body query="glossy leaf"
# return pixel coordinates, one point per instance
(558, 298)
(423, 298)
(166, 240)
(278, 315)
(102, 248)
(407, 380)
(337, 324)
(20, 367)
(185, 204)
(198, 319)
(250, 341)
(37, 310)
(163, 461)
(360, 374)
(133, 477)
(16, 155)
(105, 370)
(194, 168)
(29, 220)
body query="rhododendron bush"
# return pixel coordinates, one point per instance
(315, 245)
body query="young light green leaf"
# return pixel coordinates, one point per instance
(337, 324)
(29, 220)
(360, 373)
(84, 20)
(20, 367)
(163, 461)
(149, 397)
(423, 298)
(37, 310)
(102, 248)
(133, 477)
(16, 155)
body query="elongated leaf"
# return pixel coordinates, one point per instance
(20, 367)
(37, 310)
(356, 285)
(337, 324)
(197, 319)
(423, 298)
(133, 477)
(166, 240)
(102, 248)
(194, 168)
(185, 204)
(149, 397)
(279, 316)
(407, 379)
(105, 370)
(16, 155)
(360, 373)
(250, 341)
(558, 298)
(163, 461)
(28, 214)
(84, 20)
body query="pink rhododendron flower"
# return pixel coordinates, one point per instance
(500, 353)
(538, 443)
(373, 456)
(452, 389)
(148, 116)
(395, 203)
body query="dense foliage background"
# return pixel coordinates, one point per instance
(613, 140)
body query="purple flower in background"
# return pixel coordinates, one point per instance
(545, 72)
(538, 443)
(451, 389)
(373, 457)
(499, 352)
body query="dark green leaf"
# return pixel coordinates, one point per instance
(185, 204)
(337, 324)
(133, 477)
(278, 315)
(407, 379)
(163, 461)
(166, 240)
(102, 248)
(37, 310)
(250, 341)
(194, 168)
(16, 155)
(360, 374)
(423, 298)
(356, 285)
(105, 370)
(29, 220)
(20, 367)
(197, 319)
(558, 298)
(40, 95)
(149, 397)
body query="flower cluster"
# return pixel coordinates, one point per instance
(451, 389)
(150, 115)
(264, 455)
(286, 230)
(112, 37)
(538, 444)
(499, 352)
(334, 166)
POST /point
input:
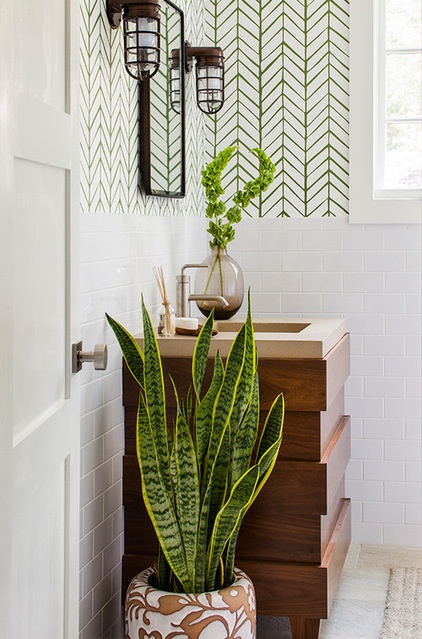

===

● **Work instructions**
All of the records above are to be written out exactly, minus their images.

● **Solution for this task**
body query="glossy leaf"
# return pixel coordinates, one point per instance
(558, 298)
(423, 298)
(166, 240)
(278, 315)
(102, 248)
(407, 380)
(337, 324)
(20, 367)
(185, 204)
(198, 319)
(250, 341)
(37, 310)
(163, 461)
(360, 374)
(133, 477)
(16, 155)
(105, 370)
(194, 168)
(29, 220)
body query="rhododendron bush"
# return pixel coordinates, one point per instance
(315, 245)
body query="young light green leaf"
# return pixel coordinates, one point per instance
(337, 324)
(29, 220)
(360, 373)
(84, 20)
(20, 367)
(163, 461)
(149, 397)
(423, 298)
(37, 310)
(102, 248)
(133, 477)
(16, 155)
body query="elongated leaf"
# return pixel coordinates, one point per instance
(20, 367)
(37, 310)
(356, 285)
(337, 324)
(197, 319)
(423, 298)
(133, 477)
(166, 240)
(102, 248)
(194, 168)
(185, 204)
(149, 397)
(279, 316)
(407, 379)
(105, 370)
(16, 155)
(360, 373)
(250, 341)
(558, 298)
(163, 461)
(28, 214)
(84, 20)
body query="pink rhododendron flower"
# return pixel coordinates, one point per instance
(500, 353)
(538, 443)
(373, 456)
(452, 389)
(148, 116)
(395, 203)
body query="dense foliage background"
# return pixel coordinates, one point per instance
(613, 140)
body query="purple flower in background"
# return pixel coordinates, one point per instance
(545, 72)
(538, 443)
(451, 389)
(373, 457)
(499, 352)
body query="dark green leaf"
# return pixel coordinates, one point per instance
(185, 204)
(337, 324)
(133, 477)
(278, 315)
(407, 379)
(163, 461)
(166, 240)
(102, 248)
(37, 310)
(250, 341)
(194, 168)
(16, 155)
(360, 374)
(423, 298)
(356, 285)
(105, 370)
(29, 220)
(20, 367)
(197, 319)
(558, 298)
(40, 95)
(149, 397)
body query="flower cluster"
# return pixel coordinates, one point per instance
(451, 389)
(150, 115)
(264, 455)
(286, 230)
(112, 37)
(538, 444)
(499, 352)
(334, 166)
POST /point
input:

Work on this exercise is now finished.